-- start Passage provided --
On 22.04.2024 11:49, Sergey Kaplun wrote:
From: Mike Pall <mike>

Thanks to Sergey Kaplun and Peter Cawley.

(cherry picked from commit d06beb0480c5d1eb53b3343e78063950275aa281)

This commit is a follow-up for the commit
1b8216023d5a79814389f1c1affef27c15d9de27 ("Throw any errors before stack
changes in trace stitching."). The patch prepends failures for the
specific error to be thrown. Nevertheless, the error may be thrown due
to retrying trace recording in the case when table bump optimization
is enabled or when OOM is observed during reallocation of the snapshot
or IR buffers.

This patch adds the corresponding protected frame and rethrows the error
after a fixup of the stack.

This patch also tests the correctness of copying the error message to
the top of the stack to get a valid "abort" reason in the `jit.dump`
utility.

Also, this patch fixes a non-ASCII space character in the comment for
<lj-720-errors-before-stitch.test.lua>.

Sergey Kaplun:
* added the description and the test for the problem

Part of tarantool/tarantool#9924
---
 src/lj_ffrecord.c                             | 21 ++++++--
 test/tarantool-tests/CMakeLists.txt           |  1 +
 .../lj-1166-error-stitch-oom-ir-buff.test.lua | 46 ++++++++++++++++
 ...j-1166-error-stitch-oom-snap-buff.test.lua | 54 +++++++++++++++++++
 .../lj-1166-error-stitch-table-bump.test.lua  | 38 +++++++++++++
 .../lj-1166-error-stitch/CMakeLists.txt       |  1 +
 .../lj-1166-error-stitch/mockalloc.c          | 51 ++++++++++++++++++
 .../lj-720-errors-before-stitch.test.lua      | 40 +++++++++++++-
 8 files changed, 245 insertions(+), 7 deletions(-)
 create mode 100644 test/tarantool-tests/lj-1166-error-stitch-oom-ir-buff.test.lua
 create mode 100644 test/tarantool-tests/lj-1166-error-stitch-oom-snap-buff.test.lua
 create mode 100644 test/tarantool-tests/lj-1166-error-stitch-table-bump.test.lua
 create mode 100644 test/tarantool-tests/lj-1166-error-stitch/CMakeLists.txt
 create mode 100644 test/tarantool-tests/lj-1166-error-stitch/mockalloc.c

diff --git a/src/lj_ffrecord.c b/src/lj_ffrecord.c
index e3ed80fb..ff14e9e4 100644
--- a/src/lj_ffrecord.c
+++ b/src/lj_ffrecord.c
@@ -96,6 +96,14 @@ static ptrdiff_t results_wanted(jit_State *J)
-- end Passage provided --
-- start Stored records --
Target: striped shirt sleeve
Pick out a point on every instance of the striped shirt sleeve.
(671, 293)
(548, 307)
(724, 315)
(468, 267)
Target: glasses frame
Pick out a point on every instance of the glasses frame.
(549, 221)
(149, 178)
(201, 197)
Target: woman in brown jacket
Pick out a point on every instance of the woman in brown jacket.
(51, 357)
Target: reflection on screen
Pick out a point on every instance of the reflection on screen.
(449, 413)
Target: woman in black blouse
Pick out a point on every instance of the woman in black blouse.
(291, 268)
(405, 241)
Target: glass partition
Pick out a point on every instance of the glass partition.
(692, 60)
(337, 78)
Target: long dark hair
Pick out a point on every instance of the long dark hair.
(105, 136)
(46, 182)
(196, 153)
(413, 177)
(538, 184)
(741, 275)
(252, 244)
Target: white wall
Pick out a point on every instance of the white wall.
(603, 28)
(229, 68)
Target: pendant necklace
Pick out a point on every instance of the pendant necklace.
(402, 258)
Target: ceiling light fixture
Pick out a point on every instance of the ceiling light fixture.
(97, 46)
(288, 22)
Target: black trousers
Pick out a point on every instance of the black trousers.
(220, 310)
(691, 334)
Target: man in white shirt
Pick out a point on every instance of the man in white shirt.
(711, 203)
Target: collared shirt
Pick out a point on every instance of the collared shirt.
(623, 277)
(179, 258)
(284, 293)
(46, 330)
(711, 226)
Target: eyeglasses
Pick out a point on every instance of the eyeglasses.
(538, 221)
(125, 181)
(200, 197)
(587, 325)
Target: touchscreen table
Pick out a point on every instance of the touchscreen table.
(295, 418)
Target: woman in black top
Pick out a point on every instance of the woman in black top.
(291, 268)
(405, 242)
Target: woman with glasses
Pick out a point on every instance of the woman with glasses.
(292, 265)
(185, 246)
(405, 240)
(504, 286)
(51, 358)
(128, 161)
-- end Stored records --
Given request 1: Based on the commit message, say whether each statement agrees with it, answering yes or no and quoting the words that decide it. (a) The patch adds a protected frame and rethrows the error once the stack is fixed up. (b) The change touches five files. (c) The patch fixes a non-ASCII space character in a comment.
Given request 2: According to the commit message, in which utility should copying the error message to the top of the stack give a valid "abort" reason?
Given request 3: Copy out the stretch of the commit message from "This patch also" through "<lj-720-errors-before-stitch.test.lua>.".

Correct output 1:
(a) Yes: "This patch adds the corresponding protected frame and rethrows the error after a fixup of the stack."
(b) No: "8 files changed, 245 insertions(+), 7 deletions(-)"
(c) Yes: "Also, this patch fixes a non-ASCII space character in the comment for <lj-720-errors-before-stitch.test.lua>."

Correct output 2: The `jit.dump` utility.

Correct output 3:
This patch also tests the correctness of copying the error message to
the top of the stack to get a valid "abort" reason in the `jit.dump`
utility.

Also, this patch fixes a non-ASCII space character in the comment for
<lj-720-errors-before-stitch.test.lua>.